▶ Work request
Repeat the whole listing below precisely. Omit all pictures.

◆ ◆ ◆ ◆ ◆

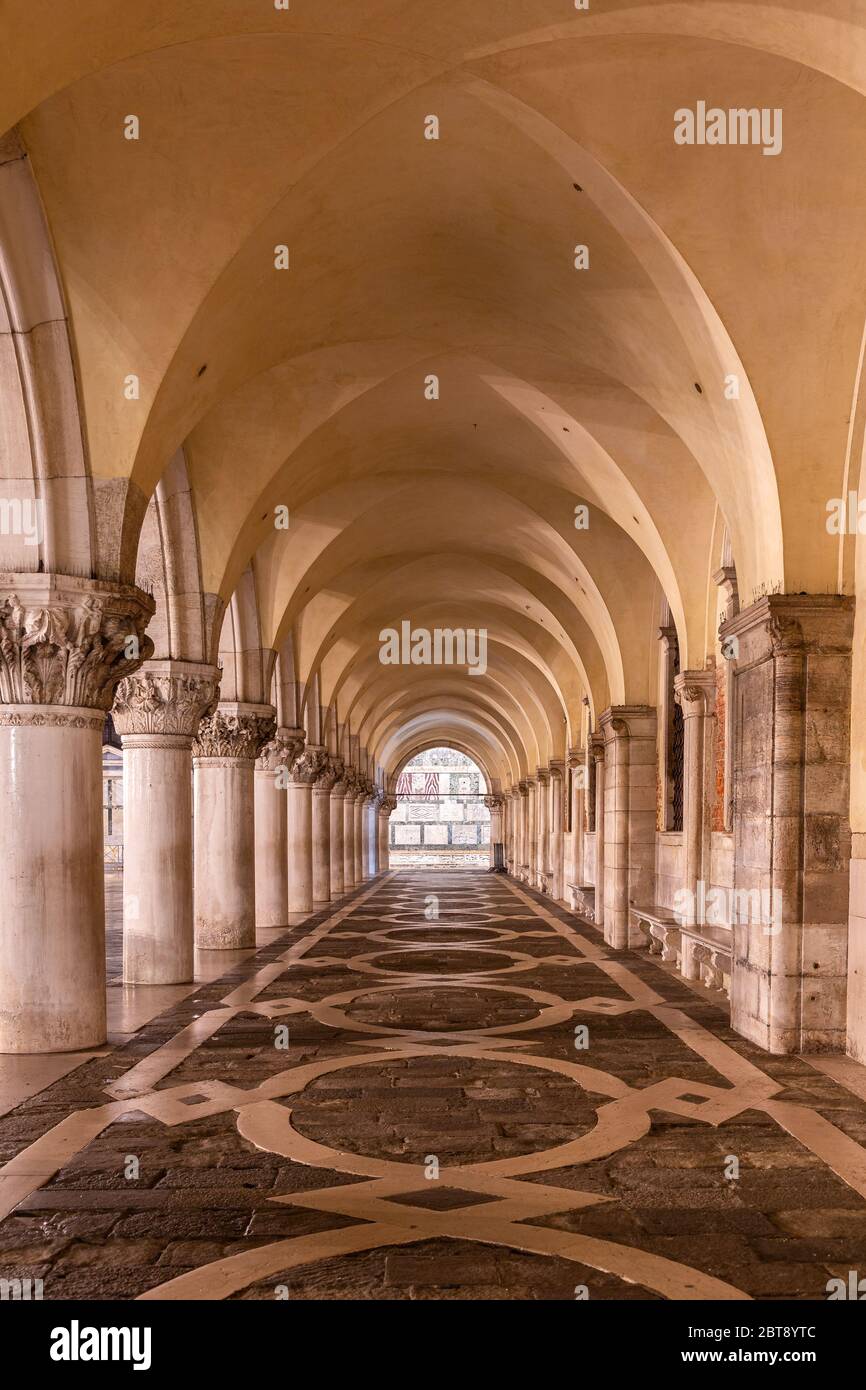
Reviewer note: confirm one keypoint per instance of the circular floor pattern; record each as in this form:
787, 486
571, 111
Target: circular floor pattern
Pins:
445, 959
453, 1009
489, 1107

◆ ◆ ◆ ◆ ◆

▶ Solution
Reviewer note: confirm one keypoint per instance of the circular floor pattern; record each as in this form:
787, 486
571, 111
Target: circular floor pattern
Pins:
445, 959
453, 1009
489, 1107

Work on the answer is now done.